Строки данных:
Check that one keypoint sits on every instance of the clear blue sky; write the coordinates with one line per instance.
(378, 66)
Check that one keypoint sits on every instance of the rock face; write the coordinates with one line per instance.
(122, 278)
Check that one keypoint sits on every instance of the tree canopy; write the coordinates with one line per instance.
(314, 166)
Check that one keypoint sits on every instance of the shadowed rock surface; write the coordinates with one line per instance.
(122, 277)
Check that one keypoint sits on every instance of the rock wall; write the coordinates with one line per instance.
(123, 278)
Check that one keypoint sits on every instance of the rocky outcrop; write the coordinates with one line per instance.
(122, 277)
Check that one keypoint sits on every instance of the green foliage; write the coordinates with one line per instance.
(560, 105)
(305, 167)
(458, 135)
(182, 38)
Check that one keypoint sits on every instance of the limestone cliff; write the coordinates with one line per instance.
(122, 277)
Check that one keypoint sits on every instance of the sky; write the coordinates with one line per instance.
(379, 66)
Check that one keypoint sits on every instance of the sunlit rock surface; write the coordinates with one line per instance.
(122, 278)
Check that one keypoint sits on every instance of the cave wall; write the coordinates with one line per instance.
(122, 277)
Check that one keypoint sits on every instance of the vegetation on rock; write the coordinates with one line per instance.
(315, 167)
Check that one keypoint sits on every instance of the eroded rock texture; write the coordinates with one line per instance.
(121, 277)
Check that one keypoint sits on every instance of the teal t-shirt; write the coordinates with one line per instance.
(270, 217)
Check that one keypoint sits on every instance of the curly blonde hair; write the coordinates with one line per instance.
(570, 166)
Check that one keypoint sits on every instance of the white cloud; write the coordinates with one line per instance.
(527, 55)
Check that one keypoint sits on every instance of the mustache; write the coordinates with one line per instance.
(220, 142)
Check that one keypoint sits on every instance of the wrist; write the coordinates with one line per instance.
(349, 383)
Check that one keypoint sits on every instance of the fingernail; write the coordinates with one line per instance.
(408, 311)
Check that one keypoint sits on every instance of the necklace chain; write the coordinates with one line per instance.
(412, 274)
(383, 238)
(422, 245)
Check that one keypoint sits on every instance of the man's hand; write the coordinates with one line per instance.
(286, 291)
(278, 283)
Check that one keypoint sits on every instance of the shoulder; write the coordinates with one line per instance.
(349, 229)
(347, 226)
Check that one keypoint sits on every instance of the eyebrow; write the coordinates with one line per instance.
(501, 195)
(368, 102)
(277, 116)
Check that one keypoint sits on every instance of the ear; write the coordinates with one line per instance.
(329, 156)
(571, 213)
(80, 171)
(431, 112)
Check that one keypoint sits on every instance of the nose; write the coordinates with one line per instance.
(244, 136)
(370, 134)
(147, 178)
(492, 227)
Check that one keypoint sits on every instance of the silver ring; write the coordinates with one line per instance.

*Ваши инструкции*. Оформите все приведённые выше пункты в виде таблицы Markdown со столбцами «№» и «Содержание»: в первый столбец внесите номер строки, во второй саму строку. Пустые строки в таблицу не включайте.

*Выполненное задание*.
| № | Содержание |
|---|---|
| 1 | Check that one keypoint sits on every instance of the clear blue sky; write the coordinates with one line per instance. |
| 2 | (378, 66) |
| 3 | Check that one keypoint sits on every instance of the rock face; write the coordinates with one line per instance. |
| 4 | (122, 278) |
| 5 | Check that one keypoint sits on every instance of the tree canopy; write the coordinates with one line per instance. |
| 6 | (314, 166) |
| 7 | Check that one keypoint sits on every instance of the shadowed rock surface; write the coordinates with one line per instance. |
| 8 | (122, 277) |
| 9 | Check that one keypoint sits on every instance of the rock wall; write the coordinates with one line per instance. |
| 10 | (123, 278) |
| 11 | Check that one keypoint sits on every instance of the rocky outcrop; write the coordinates with one line per instance. |
| 12 | (122, 277) |
| 13 | Check that one keypoint sits on every instance of the green foliage; write the coordinates with one line per instance. |
| 14 | (560, 105) |
| 15 | (305, 167) |
| 16 | (458, 135) |
| 17 | (182, 38) |
| 18 | Check that one keypoint sits on every instance of the limestone cliff; write the coordinates with one line per instance. |
| 19 | (122, 277) |
| 20 | Check that one keypoint sits on every instance of the sky; write the coordinates with one line per instance. |
| 21 | (379, 66) |
| 22 | Check that one keypoint sits on every instance of the sunlit rock surface; write the coordinates with one line per instance. |
| 23 | (122, 278) |
| 24 | Check that one keypoint sits on every instance of the cave wall; write the coordinates with one line per instance. |
| 25 | (122, 277) |
| 26 | Check that one keypoint sits on every instance of the vegetation on rock; write the coordinates with one line per instance. |
| 27 | (315, 167) |
| 28 | Check that one keypoint sits on every instance of the eroded rock texture; write the coordinates with one line per instance. |
| 29 | (121, 277) |
| 30 | Check that one keypoint sits on every instance of the teal t-shirt; write the coordinates with one line per instance. |
| 31 | (270, 217) |
| 32 | Check that one keypoint sits on every instance of the curly blonde hair; write the coordinates with one line per instance. |
| 33 | (570, 166) |
| 34 | Check that one keypoint sits on every instance of the white cloud; write the coordinates with one line per instance. |
| 35 | (527, 55) |
| 36 | Check that one keypoint sits on every instance of the mustache; write the coordinates with one line per instance. |
| 37 | (220, 142) |
| 38 | Check that one keypoint sits on every instance of the wrist; write the coordinates with one line per instance. |
| 39 | (349, 383) |
| 40 | Check that one keypoint sits on every instance of the fingernail; write the coordinates with one line per instance. |
| 41 | (408, 311) |
| 42 | Check that one keypoint sits on every instance of the necklace chain; write the coordinates with one line per instance. |
| 43 | (412, 274) |
| 44 | (383, 238) |
| 45 | (422, 245) |
| 46 | Check that one keypoint sits on every instance of the man's hand; write the coordinates with one line per instance. |
| 47 | (286, 291) |
| 48 | (278, 283) |
| 49 | Check that one keypoint sits on every instance of the shoulder; write the coordinates with one line per instance. |
| 50 | (349, 229) |
| 51 | (347, 226) |
| 52 | Check that one keypoint sits on every instance of the eyebrow; write the coordinates with one line per instance. |
| 53 | (501, 195) |
| 54 | (368, 102) |
| 55 | (277, 116) |
| 56 | Check that one keypoint sits on every instance of the ear; write the coordinates with one line per instance. |
| 57 | (329, 156) |
| 58 | (571, 213) |
| 59 | (80, 171) |
| 60 | (431, 112) |
| 61 | Check that one keypoint sits on every instance of the nose; write the coordinates with one line per instance. |
| 62 | (244, 136) |
| 63 | (370, 134) |
| 64 | (147, 178) |
| 65 | (492, 227) |
| 66 | Check that one keypoint sits on every instance of the silver ring; write the coordinates with one line per instance. |